• TEXTO:
# # #

Hay que estar loco


Lo que a mí me gustaba de Claudia Cardinale era esa coincidencia de ces, de eles, de aes y de íes que colocaban su nombre y su apellido al borde de la aliteración. Lo repetía con frecuencia para mis adentros: Claudia Cardinale. Funciona perfectamente como mantra. Diga despacio Claudia al inspirar por la nariz y pronuncie Cardinale al expulsar el aire viciado por la boca. Hágalo 30 o 40 veces muy despacio y deje vagar sus pensamientos sin dejar de observarlos, de espiarlos más bien, como a través del ojo de una cerradura. Yo acabo de ejecutarlo y cuando iba por la repetición número 15 ha cruzado el cielo de mi bóveda craneal un objeto pequeño y redondo que, observado con atención, parecía una ciruela claudia de las de ese color morado o violáceo idéntico al de los cardenales que me hacía de pequeño en el patio del cole jugando a pídola.
Claudia Cardinale.
O sea, que el nombre de esa mujer, sumado a su apellido, vendría a ser un calambur, figura retórica que consiste en agrupar o separar sílabas o palabras de manera que surja una asociación o un significado inesperados. Las llamamos figuras retóricas, pero en no pocos casos son meras patologías del lenguaje. Si el sintagma Claudia Cardinale pudiera ir al médico porque le doliera algo, el doctor, sin duda, le diría:
—Sufre usted un encuentro semántico sugerido por la homonimia y la asociación fonética. Algo así como una paranomasia ampliada.

# # #

(Datos de expresiones referenciales a partir de fotografías)

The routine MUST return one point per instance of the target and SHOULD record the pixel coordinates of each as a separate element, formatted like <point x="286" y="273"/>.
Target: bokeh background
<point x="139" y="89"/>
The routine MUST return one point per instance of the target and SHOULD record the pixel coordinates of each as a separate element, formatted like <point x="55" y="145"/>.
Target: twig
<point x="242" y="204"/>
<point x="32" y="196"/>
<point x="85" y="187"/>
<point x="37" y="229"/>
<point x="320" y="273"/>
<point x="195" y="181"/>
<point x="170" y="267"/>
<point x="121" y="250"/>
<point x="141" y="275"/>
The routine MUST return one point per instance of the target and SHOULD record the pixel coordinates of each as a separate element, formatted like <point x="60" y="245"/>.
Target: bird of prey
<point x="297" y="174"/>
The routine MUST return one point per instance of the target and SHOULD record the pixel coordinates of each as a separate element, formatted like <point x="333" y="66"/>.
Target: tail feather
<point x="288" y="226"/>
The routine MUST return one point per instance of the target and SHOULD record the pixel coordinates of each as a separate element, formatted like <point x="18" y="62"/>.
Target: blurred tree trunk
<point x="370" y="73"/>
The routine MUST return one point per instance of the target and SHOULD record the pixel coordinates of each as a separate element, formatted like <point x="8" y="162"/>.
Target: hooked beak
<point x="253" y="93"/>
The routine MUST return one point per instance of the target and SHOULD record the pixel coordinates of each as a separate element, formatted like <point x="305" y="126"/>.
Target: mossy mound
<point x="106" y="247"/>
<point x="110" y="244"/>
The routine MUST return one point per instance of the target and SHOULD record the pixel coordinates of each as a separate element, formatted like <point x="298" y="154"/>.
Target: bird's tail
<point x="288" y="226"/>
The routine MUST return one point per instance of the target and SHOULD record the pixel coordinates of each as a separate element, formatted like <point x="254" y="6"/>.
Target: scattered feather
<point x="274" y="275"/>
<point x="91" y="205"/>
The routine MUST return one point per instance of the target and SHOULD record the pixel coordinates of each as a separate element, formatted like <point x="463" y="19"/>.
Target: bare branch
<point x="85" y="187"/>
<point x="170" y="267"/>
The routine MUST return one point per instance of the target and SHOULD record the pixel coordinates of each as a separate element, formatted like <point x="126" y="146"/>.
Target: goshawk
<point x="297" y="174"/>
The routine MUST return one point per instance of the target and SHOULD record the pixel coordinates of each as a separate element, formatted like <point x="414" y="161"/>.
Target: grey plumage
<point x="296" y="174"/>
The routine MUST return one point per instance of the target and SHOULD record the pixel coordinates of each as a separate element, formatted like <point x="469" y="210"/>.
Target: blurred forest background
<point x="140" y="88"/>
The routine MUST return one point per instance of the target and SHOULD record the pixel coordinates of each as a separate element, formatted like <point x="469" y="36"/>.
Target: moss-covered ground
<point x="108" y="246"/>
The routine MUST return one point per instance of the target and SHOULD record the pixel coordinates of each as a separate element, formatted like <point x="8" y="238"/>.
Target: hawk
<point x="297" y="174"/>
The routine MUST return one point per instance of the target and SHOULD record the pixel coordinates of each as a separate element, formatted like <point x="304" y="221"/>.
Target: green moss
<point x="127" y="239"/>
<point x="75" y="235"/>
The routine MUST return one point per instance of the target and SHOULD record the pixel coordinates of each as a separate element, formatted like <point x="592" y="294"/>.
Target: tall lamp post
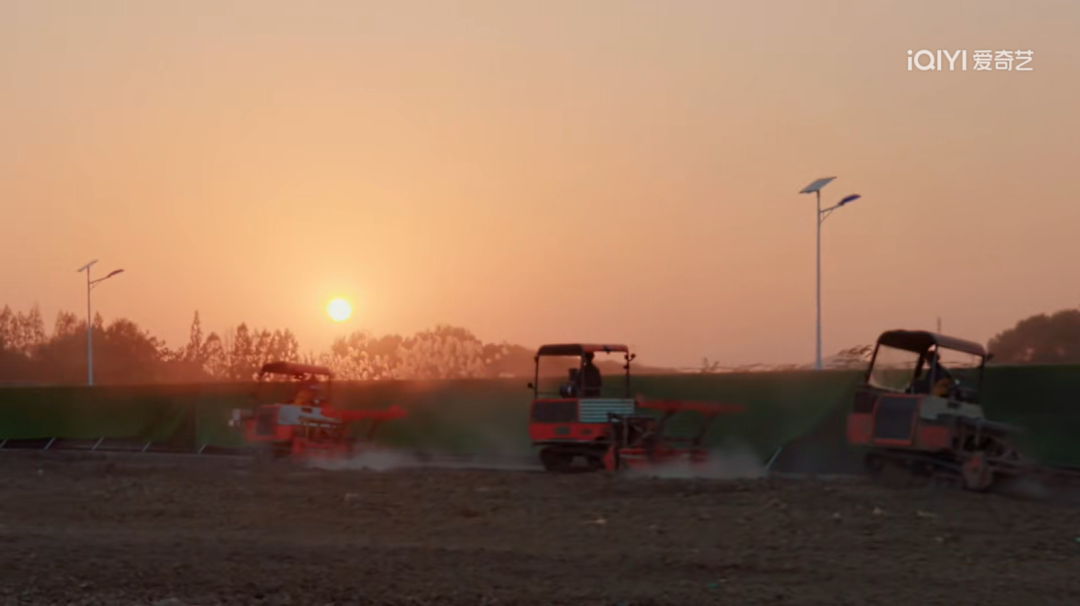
<point x="815" y="188"/>
<point x="90" y="320"/>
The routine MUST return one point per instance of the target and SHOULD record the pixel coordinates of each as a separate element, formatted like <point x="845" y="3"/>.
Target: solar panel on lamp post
<point x="90" y="321"/>
<point x="815" y="188"/>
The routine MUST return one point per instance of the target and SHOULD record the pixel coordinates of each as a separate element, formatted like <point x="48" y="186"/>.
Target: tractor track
<point x="115" y="528"/>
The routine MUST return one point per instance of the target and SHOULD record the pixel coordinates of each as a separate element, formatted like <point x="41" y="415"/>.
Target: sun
<point x="339" y="310"/>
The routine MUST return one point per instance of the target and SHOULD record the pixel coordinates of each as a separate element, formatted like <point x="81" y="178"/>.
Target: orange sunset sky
<point x="537" y="172"/>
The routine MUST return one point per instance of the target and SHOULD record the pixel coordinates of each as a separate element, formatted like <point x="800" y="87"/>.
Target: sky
<point x="544" y="171"/>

# # #

• EJERCICIOS:
**1.** Explica por qué, según el texto, el nombre Claudia Cardinale vendría a ser un calambur.
**2.** En el ejercicio de repetición que describe el texto, ¿qué objeto cruzó la bóveda craneal en la repetición número 15?
Los datos no intervienen en nada de esto.

• SOLUCIONES:
**1.** El calambur consiste en agrupar o separar sílabas o palabras de modo que surja una asociación o un significado inesperados. Al repetir el nombre, Claudia evoca una ciruela claudia y Cardinale evoca los cardenales de color morado o violáceo.

**2.** Un objeto pequeño y redondo que parecía una ciruela claudia de color morado o violáceo.